What to produce: Images do not belong in the copy. Retype the entries exactly.

Records shown:
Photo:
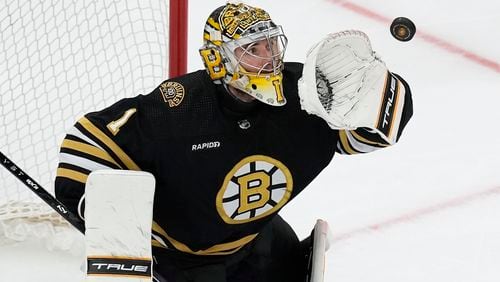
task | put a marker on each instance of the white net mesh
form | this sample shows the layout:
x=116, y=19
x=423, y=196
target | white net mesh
x=60, y=59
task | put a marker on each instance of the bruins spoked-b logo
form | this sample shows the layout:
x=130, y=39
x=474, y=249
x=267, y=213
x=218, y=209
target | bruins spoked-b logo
x=256, y=187
x=172, y=93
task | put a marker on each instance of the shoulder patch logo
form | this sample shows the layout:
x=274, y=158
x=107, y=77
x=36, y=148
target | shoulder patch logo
x=172, y=93
x=256, y=187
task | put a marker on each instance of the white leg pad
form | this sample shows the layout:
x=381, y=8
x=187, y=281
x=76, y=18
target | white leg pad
x=118, y=218
x=322, y=239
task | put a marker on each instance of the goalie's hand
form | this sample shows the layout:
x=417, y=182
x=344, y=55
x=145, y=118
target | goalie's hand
x=345, y=83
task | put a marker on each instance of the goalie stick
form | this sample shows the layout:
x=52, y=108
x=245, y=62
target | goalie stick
x=42, y=193
x=55, y=204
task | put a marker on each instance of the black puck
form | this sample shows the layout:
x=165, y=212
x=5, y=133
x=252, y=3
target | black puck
x=403, y=29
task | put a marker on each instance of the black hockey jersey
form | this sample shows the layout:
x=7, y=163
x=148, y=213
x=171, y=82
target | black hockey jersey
x=220, y=177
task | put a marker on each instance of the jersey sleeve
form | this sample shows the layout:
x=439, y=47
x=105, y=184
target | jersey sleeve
x=90, y=145
x=365, y=140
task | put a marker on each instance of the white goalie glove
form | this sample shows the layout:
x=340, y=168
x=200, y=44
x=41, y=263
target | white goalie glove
x=345, y=83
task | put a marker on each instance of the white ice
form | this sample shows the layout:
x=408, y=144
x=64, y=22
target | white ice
x=427, y=209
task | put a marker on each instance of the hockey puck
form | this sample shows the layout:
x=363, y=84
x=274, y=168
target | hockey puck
x=403, y=29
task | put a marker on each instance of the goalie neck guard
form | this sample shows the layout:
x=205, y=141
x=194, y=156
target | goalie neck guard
x=244, y=49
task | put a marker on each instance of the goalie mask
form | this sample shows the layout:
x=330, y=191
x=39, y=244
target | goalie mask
x=244, y=49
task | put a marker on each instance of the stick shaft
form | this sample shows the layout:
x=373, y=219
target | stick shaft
x=42, y=193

Response to the task:
Photo:
task | put a marker on each instance of the white net mesh
form | this sample shows the layout:
x=116, y=19
x=423, y=196
target | white net mesh
x=60, y=59
task | put a marker on each instance of the bruins spoked-b logo
form | this sample shows the layout:
x=130, y=39
x=474, y=249
x=267, y=213
x=218, y=209
target | bruins spoked-b logo
x=256, y=187
x=172, y=93
task | put a marker on each instance of the shoulder patch logo
form | this sample shows the layout:
x=274, y=158
x=107, y=77
x=36, y=148
target | shoulder patch logo
x=172, y=93
x=256, y=187
task | put a marker on each instance of the white leg pad
form | this sample shows the layout:
x=381, y=8
x=187, y=281
x=76, y=18
target | white leg pad
x=118, y=218
x=322, y=239
task | put a marker on each instance of the goalie's hand
form | this sample shows the layout:
x=417, y=182
x=344, y=55
x=145, y=118
target | goalie's hand
x=345, y=83
task | put a marker on each instance of the goalie stick
form | this sample shows the layout:
x=52, y=108
x=245, y=62
target | goalie stick
x=42, y=193
x=55, y=204
task | put a marker on each instance of the black puck
form | this sample shows the layout:
x=165, y=212
x=5, y=133
x=252, y=3
target | black puck
x=403, y=29
task | put a marker on each instance of the black hockey jersey
form | this sample shows the layout:
x=7, y=163
x=148, y=213
x=171, y=82
target | black hockey jersey
x=220, y=177
task | put a marker on each instance of the jersey sleeve
form | this sample shows the layout:
x=439, y=47
x=105, y=184
target | jersey sleeve
x=90, y=145
x=365, y=140
task | put a marker on each instance of the white goalie glove
form | this sample shows the layout:
x=340, y=168
x=200, y=44
x=41, y=263
target | white goalie glove
x=345, y=83
task | put a marker on each instance of the white ice
form | this sample shows the layout:
x=408, y=144
x=64, y=22
target | white ice
x=427, y=209
task | put a marker on each instance of the hockey puck
form | this sample shows the layout:
x=363, y=84
x=274, y=168
target | hockey puck
x=403, y=29
task | put a marker on each instance of the goalie neck guard
form | this sample shows the layout:
x=205, y=141
x=194, y=156
target | goalie neck guard
x=244, y=49
task | put a marker on each instance of the goalie mask
form | this sample shows the layout:
x=330, y=191
x=39, y=244
target | goalie mask
x=244, y=49
task | put a marker on each instance of the stick shaft
form | this sample shows the layout:
x=373, y=219
target | stick shaft
x=42, y=193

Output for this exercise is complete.